_Deine Aufgaben_:
**a)** Welche Komponisten werden im Konzertbericht als Schöpfer der gespielten Werke genannt? Zähl alle auf.
**b)** Führe den Konzertbericht über das Muttertagskonzert nach seinem letzten Satz weiter.

Orchester Zofingen spielte bewegende Musik zum Muttertag

Das Programm am Sonntagnachmittag beschrieb verschiedene Bewegungsarten: Zuerst Wind und Wellen des Meeres in der «Hebriden-Ouvertüre», wie sie Felix Mendelssohn-Bartholdy (1809–1847) im Jahr 1829 bei einem Besuch der Britischen Inseln wahrnahm. Ungefähr zur gleichen Zeit dokumentierte Franz Schubert (1797–1828) in der 7. Sinfonie, der «Unvollendeten», den dramatischen Wechsel seiner Gefühle zwischen Hoffen und Bangen in seinem kurzen Leben. Unbeschwert, heiter und munter schloss das Muttertagskonzert des Orchesters Zofingen unter der Leitung von Markus J. Frey mit dem Flötenkonzert D-Dur von Carl Reinecke (1824–1910) mit Blanka Kerekes als Solistin ab.

_Daten zur Auswertung_:

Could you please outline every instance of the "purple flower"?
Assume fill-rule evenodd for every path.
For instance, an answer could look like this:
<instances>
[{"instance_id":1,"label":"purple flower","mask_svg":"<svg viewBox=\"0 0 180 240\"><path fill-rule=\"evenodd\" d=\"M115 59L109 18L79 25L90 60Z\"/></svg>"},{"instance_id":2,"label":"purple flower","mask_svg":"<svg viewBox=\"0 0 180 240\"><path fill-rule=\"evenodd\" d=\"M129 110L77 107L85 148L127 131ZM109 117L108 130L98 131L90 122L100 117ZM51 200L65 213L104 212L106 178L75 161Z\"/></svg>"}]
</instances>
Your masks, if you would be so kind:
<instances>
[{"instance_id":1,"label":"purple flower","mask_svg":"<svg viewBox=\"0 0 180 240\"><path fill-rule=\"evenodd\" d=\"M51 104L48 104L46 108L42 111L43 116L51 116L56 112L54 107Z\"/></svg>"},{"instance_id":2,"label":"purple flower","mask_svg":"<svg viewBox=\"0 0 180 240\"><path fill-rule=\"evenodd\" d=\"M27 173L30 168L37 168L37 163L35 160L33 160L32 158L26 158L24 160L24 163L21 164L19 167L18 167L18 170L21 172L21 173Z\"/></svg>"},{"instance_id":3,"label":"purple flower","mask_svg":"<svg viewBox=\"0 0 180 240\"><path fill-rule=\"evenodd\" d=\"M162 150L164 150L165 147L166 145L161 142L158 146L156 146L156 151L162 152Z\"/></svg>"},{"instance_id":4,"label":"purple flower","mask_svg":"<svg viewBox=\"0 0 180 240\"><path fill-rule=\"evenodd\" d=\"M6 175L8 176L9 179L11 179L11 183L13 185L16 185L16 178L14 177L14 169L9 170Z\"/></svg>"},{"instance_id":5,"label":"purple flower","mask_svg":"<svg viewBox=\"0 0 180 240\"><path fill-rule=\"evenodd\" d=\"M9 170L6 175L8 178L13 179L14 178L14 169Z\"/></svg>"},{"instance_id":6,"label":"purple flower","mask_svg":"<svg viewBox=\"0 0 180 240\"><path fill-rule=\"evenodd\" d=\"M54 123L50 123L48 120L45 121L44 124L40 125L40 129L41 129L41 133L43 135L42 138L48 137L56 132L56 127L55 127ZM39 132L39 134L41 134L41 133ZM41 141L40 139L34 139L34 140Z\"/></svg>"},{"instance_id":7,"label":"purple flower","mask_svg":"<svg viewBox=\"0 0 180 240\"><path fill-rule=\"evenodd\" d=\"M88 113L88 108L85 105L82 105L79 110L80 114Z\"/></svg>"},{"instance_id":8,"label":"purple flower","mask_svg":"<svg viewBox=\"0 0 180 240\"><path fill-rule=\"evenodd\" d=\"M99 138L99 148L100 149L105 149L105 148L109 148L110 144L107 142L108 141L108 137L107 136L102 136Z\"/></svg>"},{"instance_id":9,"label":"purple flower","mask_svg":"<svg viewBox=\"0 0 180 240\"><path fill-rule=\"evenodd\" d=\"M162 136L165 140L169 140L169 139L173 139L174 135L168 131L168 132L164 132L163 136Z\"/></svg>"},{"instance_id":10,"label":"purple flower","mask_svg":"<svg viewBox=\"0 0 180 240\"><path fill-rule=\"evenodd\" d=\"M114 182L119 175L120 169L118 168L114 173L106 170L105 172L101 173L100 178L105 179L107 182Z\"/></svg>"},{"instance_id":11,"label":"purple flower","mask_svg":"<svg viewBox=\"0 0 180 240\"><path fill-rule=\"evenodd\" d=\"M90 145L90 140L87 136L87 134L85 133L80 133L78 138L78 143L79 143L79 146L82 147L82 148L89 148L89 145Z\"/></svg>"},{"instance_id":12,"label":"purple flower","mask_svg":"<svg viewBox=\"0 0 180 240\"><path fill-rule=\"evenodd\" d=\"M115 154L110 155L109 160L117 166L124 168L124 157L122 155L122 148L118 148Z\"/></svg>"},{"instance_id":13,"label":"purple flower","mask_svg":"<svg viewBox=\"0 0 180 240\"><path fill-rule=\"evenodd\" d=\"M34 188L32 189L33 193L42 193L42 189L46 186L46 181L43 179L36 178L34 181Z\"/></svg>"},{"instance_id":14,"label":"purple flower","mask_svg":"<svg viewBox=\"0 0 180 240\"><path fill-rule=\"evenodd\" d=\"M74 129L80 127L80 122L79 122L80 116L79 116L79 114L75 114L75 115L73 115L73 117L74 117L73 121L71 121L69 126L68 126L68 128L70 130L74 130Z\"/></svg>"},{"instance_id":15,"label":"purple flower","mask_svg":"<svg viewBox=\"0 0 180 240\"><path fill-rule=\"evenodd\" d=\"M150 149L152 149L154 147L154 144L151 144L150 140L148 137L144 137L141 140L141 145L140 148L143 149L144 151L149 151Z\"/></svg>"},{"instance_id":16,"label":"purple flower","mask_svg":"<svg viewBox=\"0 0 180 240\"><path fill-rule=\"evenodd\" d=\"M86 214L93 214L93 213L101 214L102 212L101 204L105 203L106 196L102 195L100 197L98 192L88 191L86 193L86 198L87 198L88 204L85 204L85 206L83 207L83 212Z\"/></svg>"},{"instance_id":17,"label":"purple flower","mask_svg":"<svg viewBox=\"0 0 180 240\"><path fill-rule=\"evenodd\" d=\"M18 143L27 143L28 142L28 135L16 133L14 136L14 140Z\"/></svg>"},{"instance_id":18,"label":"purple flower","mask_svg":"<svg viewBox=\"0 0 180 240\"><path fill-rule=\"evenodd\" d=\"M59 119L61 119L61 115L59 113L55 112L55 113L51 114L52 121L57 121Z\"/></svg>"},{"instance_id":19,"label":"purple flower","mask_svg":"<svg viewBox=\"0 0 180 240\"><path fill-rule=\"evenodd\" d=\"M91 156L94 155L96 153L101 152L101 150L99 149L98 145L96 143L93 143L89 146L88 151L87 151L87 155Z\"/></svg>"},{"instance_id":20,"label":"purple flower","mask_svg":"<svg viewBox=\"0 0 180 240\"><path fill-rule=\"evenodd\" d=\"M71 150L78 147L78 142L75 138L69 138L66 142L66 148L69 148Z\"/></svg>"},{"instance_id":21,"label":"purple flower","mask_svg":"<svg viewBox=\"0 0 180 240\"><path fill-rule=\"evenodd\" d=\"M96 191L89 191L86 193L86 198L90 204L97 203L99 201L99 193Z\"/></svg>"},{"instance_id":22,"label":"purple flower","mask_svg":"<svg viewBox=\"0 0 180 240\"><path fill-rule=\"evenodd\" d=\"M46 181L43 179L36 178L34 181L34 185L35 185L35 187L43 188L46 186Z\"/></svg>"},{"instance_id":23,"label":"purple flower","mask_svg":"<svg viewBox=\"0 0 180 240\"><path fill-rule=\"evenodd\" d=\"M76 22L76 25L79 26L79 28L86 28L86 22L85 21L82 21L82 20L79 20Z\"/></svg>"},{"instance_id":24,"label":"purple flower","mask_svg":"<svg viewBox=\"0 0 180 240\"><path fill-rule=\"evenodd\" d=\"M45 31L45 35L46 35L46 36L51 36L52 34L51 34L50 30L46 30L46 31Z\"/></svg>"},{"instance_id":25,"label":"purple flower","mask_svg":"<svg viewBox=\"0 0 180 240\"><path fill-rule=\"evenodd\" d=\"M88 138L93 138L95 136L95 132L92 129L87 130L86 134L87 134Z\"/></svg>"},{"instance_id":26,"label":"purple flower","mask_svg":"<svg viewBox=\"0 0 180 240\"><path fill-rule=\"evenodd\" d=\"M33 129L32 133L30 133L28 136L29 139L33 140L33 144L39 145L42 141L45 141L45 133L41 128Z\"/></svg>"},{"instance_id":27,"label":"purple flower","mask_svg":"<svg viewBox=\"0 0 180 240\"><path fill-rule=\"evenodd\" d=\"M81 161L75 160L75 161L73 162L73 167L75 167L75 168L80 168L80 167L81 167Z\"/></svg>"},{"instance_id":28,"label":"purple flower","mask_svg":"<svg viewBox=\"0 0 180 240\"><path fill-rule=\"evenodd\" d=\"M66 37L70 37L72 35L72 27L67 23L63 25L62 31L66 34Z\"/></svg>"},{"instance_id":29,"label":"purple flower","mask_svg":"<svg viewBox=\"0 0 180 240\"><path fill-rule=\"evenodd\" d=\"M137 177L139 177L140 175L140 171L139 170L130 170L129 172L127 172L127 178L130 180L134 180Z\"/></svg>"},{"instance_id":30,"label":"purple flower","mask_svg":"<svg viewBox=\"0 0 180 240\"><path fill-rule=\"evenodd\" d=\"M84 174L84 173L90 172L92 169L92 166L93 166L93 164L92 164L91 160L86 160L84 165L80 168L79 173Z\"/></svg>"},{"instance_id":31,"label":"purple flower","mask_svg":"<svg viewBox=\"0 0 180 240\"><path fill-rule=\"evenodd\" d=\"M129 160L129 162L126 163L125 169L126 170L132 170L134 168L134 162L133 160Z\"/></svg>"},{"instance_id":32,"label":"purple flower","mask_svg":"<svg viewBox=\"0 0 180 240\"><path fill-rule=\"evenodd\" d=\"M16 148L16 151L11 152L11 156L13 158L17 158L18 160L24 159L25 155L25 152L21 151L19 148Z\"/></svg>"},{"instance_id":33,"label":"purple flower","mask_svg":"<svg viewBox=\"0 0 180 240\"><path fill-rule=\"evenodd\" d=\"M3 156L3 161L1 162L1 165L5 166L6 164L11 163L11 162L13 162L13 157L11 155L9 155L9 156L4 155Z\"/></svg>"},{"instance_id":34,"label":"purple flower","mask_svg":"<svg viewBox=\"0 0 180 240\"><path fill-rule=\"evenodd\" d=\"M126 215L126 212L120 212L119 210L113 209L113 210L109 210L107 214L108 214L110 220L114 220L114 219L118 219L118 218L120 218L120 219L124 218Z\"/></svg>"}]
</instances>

_Antworten nach Nummer_:
**a)** Felix Mendelssohn-Bartholdy, Franz Schubert, Carl Reinecke

**b)**
Äussere und innere Verdichtung
Die «Hebriden-Ouvertüre» malt mit musikalischen Mitteln ein Naturgeschehen aus, heute als «sinfonische Dichtung» bezeichnet. Anfänglich illustrieren Bratsche, Cello und Fagott poetisch einen sanften, wiegenden Wellengang. Zunehmend kehrt Dynamik ein, hervorgerufen durch einen Paukenschlag und den Einsatz von Bläsern, ein aufbrausendes Tutti markiert die Brandung, Sturmböen brausen auf. Dann beruhigen sich Meer und Wetter, die schauerlich-schönen Klangwelten weichen lyrischen Stimmungsbildern. So geht es hin und her, hohe Anforderungen an die Konzentration und die Einbindung des Orchesters in die wechselvolle Strömung in der Ouvertüre verlangend, was eindrücklich und bewunderungswürdig geschehen ist.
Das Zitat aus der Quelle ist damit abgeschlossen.